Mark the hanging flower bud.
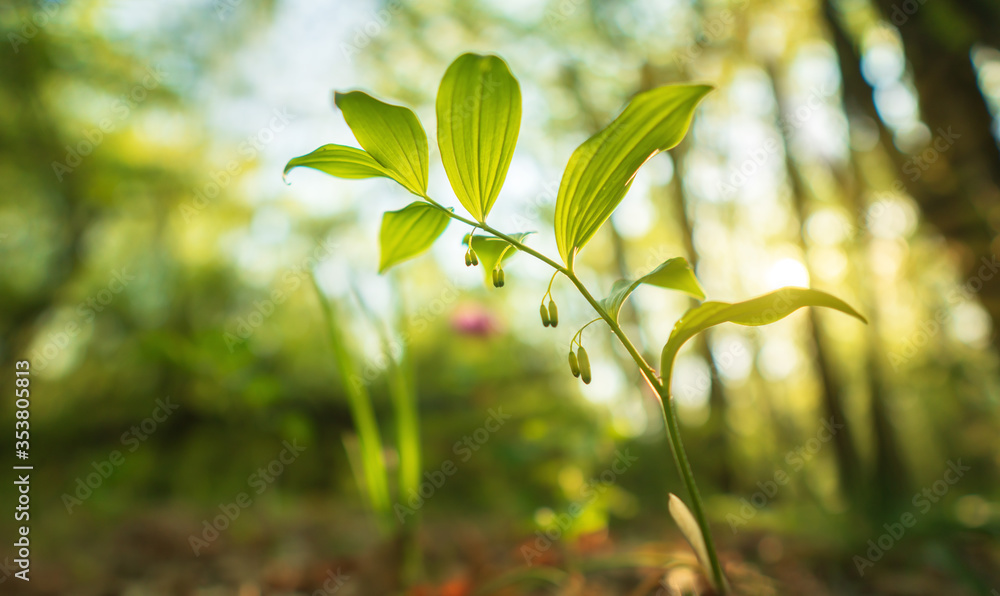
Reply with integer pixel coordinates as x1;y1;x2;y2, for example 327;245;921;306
540;304;551;327
492;268;500;288
577;346;591;384
497;268;505;287
568;350;580;377
465;250;472;267
547;299;558;327
469;247;479;266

------------------------------------------------------------

- _Problem statement_:
Could you give all of the data again exactly as written, omitting any pictures?

- _Exercise result_:
Mark the hanging flower bud.
Reply with integer pixel coordinates as x1;y1;x2;y2, for example 327;245;921;306
540;304;551;327
492;268;500;288
577;346;591;384
497;268;505;287
568;350;580;377
465;250;472;267
547;299;558;327
469;247;479;266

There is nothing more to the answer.